___ Data entries ___

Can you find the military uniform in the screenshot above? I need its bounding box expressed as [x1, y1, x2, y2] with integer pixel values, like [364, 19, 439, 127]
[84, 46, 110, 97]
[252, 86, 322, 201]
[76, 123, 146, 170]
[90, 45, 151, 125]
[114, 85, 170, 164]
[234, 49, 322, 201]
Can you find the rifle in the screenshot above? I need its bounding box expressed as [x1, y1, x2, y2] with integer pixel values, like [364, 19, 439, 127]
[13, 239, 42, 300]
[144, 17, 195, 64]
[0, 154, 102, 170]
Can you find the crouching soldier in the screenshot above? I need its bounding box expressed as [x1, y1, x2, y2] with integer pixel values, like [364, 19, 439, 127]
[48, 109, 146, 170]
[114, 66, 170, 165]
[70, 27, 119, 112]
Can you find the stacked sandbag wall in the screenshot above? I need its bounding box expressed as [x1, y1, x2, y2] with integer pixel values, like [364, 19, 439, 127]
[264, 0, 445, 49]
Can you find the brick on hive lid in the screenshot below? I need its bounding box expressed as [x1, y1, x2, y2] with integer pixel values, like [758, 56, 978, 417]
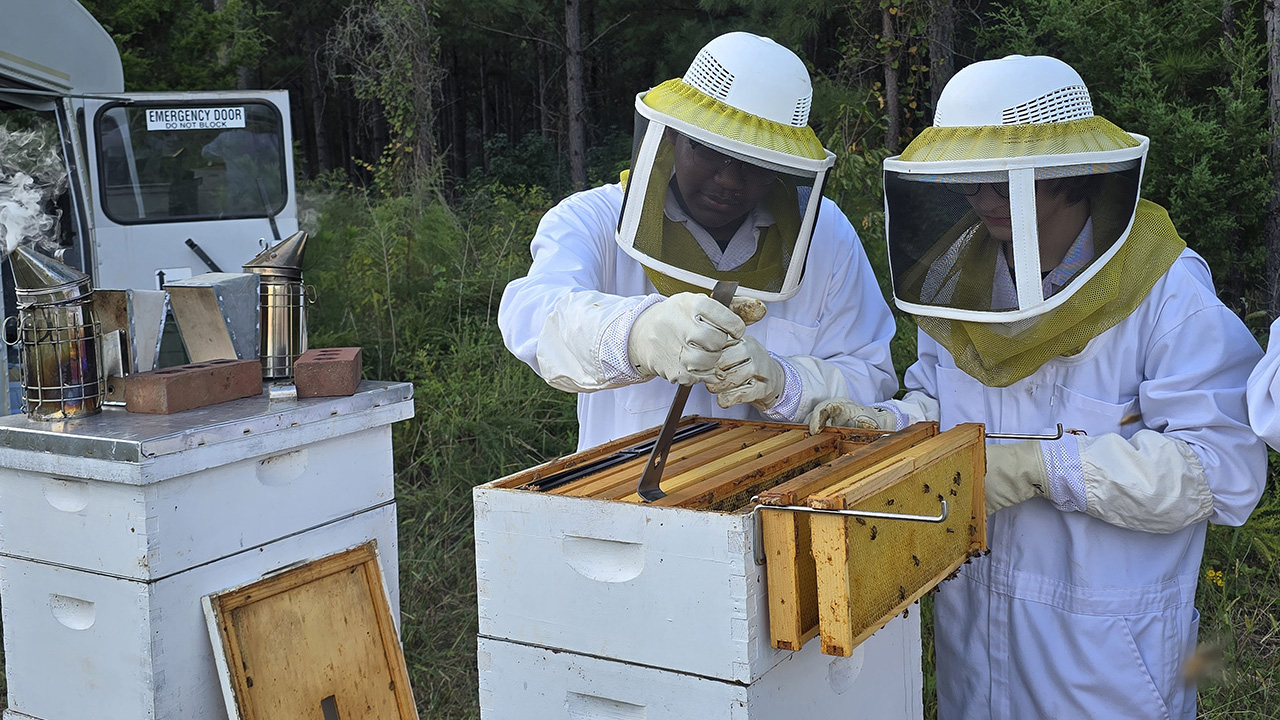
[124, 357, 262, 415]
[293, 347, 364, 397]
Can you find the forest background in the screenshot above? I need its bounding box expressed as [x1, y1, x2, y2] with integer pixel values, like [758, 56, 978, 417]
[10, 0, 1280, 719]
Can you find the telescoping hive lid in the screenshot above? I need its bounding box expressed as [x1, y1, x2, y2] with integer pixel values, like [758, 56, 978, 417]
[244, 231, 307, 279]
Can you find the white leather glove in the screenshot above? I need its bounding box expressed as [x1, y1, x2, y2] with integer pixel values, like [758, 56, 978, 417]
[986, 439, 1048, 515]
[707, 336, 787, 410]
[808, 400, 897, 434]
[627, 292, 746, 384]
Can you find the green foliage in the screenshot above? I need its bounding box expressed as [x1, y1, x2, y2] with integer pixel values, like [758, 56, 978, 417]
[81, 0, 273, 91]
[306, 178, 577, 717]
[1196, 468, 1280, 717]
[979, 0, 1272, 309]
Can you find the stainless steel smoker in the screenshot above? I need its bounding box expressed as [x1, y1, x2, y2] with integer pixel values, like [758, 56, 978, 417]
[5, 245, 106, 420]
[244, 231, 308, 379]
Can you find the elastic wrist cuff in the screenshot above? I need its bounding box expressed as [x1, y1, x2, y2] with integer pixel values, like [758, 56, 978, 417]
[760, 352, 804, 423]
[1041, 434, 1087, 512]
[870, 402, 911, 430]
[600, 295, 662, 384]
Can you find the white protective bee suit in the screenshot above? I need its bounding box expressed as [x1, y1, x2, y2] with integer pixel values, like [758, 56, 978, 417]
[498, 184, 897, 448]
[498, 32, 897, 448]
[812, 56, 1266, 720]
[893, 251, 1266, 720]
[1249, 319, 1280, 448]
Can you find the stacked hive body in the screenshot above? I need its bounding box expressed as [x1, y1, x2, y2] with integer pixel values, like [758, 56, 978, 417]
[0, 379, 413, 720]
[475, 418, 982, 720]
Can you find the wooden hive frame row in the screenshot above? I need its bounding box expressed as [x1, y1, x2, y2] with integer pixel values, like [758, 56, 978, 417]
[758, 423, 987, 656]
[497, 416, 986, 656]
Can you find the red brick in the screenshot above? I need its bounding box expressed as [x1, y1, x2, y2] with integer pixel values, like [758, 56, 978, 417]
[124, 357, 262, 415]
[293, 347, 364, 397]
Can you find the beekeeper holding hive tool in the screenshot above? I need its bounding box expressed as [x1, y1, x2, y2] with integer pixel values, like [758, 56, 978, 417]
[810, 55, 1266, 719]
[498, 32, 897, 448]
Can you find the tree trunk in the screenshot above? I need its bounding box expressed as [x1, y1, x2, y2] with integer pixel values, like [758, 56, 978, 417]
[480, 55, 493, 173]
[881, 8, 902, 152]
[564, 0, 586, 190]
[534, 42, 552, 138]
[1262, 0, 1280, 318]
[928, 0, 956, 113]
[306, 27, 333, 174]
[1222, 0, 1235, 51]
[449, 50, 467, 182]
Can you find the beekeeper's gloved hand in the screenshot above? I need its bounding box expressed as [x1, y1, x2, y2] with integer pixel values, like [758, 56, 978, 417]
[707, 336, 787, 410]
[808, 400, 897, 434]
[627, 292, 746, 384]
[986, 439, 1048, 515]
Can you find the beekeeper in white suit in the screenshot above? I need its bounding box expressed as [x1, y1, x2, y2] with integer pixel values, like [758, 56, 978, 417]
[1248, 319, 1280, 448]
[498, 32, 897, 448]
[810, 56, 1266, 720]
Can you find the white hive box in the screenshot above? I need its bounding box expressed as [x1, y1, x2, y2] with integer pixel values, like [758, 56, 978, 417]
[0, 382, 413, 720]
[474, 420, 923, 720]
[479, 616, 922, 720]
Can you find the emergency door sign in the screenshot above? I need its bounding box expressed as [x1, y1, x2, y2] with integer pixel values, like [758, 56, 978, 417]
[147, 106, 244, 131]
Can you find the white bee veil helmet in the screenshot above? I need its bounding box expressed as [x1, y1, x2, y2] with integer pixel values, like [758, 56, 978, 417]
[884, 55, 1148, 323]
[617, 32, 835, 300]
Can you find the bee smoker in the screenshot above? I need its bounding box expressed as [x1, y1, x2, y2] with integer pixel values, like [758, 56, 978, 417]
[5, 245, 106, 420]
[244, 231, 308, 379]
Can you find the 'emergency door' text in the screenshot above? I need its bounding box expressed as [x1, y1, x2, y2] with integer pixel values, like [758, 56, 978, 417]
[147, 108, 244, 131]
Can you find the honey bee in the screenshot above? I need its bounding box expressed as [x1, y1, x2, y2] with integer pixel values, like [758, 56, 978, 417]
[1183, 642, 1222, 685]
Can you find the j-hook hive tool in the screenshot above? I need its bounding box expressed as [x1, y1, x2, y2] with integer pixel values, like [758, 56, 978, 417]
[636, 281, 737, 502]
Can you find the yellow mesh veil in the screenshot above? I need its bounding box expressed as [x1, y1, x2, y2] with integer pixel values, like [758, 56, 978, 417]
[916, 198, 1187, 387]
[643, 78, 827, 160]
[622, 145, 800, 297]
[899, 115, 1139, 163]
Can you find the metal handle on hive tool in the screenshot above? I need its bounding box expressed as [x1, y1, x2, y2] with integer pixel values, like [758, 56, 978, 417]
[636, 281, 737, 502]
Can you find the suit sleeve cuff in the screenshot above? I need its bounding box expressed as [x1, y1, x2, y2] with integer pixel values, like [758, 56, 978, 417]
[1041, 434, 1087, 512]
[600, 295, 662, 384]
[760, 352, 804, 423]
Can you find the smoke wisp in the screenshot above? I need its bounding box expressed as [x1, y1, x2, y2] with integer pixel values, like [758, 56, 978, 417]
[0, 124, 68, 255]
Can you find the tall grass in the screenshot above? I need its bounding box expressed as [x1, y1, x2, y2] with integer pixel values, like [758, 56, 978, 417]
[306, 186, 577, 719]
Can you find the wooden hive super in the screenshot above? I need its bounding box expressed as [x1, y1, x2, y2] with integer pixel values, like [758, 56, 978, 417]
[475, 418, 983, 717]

___
___ Data entries ___

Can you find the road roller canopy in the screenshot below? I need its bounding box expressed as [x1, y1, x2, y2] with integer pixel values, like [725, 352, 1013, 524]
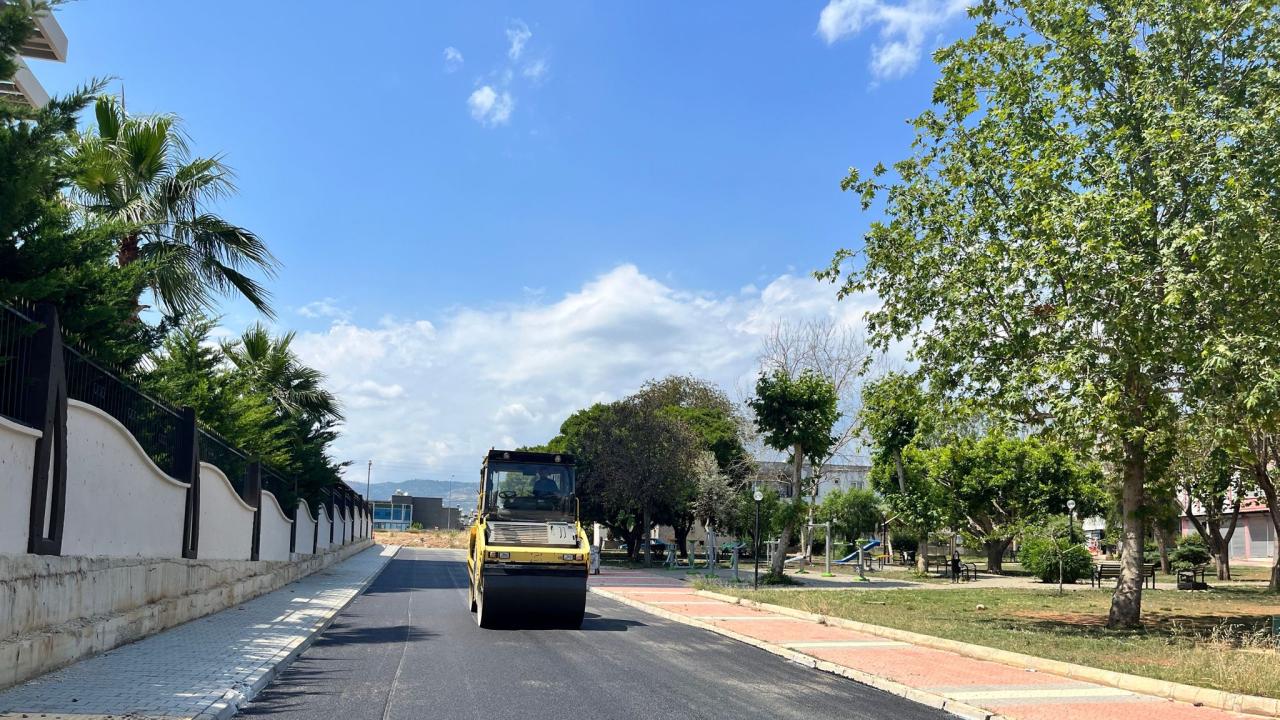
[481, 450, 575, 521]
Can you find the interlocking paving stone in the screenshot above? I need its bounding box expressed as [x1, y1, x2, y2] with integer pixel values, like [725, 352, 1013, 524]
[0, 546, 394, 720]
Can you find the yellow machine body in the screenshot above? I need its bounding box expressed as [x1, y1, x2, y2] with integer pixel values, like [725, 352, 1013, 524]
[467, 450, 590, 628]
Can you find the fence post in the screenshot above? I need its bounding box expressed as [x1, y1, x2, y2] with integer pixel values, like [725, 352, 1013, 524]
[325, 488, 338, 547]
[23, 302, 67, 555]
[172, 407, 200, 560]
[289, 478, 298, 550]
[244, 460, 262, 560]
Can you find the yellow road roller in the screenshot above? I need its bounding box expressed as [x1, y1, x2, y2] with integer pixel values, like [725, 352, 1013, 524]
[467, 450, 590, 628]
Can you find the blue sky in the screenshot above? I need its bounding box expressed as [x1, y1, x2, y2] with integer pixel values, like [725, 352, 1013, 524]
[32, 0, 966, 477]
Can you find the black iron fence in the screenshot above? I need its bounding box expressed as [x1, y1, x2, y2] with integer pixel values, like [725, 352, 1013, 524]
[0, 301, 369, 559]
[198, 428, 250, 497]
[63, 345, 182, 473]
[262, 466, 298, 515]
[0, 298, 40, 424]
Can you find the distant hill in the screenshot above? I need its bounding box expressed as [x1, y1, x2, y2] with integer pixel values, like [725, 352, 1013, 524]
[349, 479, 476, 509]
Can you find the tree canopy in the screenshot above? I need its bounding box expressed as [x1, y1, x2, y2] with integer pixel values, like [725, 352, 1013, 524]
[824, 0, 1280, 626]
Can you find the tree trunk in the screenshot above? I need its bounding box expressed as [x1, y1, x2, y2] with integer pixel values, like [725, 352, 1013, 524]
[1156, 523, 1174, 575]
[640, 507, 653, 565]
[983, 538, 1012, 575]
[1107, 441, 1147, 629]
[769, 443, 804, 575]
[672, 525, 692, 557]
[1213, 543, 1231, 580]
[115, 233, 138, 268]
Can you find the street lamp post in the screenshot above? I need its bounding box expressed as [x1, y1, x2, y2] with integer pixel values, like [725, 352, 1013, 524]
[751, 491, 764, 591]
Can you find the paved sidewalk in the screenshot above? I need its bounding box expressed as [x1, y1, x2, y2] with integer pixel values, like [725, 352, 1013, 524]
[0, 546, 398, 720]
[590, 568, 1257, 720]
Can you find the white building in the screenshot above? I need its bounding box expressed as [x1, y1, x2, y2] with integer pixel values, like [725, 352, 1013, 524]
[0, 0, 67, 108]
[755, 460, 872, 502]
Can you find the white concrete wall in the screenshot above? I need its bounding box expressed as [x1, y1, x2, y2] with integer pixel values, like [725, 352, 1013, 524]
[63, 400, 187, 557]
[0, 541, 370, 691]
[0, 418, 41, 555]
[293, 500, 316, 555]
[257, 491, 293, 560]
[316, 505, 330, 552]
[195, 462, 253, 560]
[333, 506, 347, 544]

___

◆ Your instructions ◆
Update the rows from the line containing "Can you find the green" through the line containing "[497, 416, 986, 656]", inclusive, changing every "screenshot" to "image" and leaving everything else as it is. Give back only those lines.

◆ Correct answer ◆
Can you find the green foliage in the image above? I need its bounding box expressed as [x1, y1, x2, y2] with integer pixel values, like [758, 56, 978, 417]
[81, 0, 273, 91]
[306, 178, 577, 717]
[1196, 468, 1280, 717]
[979, 0, 1272, 309]
Can you find the stainless steel smoker in the image above? I need its bounding box expressed as [x1, y1, x2, y2] with integer pixel values, like [758, 56, 978, 417]
[5, 245, 106, 420]
[244, 231, 308, 379]
Can you find the elastic wrist cuff in the image above? I need its bounding box expressed as [x1, y1, x2, y2] with integer pixel values, like [758, 56, 978, 417]
[760, 352, 804, 423]
[1041, 434, 1087, 512]
[870, 402, 911, 430]
[600, 295, 662, 384]
Can you find the white protective bee suit in the image above? I need its bounding box expressed as [x1, y1, x2, y2] with integer pixel values, like [758, 56, 978, 417]
[498, 184, 897, 448]
[498, 32, 897, 448]
[812, 56, 1266, 720]
[893, 251, 1266, 720]
[1249, 319, 1280, 448]
Can you find the stacked hive body in the image above? I need its bounding box expressed as [x1, y1, x2, y2] with integer pixel values, like [758, 56, 978, 417]
[0, 379, 413, 720]
[475, 418, 982, 720]
Can you find the wooden hive frame row in the image above? I need its bounding box expressed as [x1, y1, x2, y2] with integer pixel values, like [758, 56, 978, 417]
[758, 423, 987, 656]
[497, 416, 986, 656]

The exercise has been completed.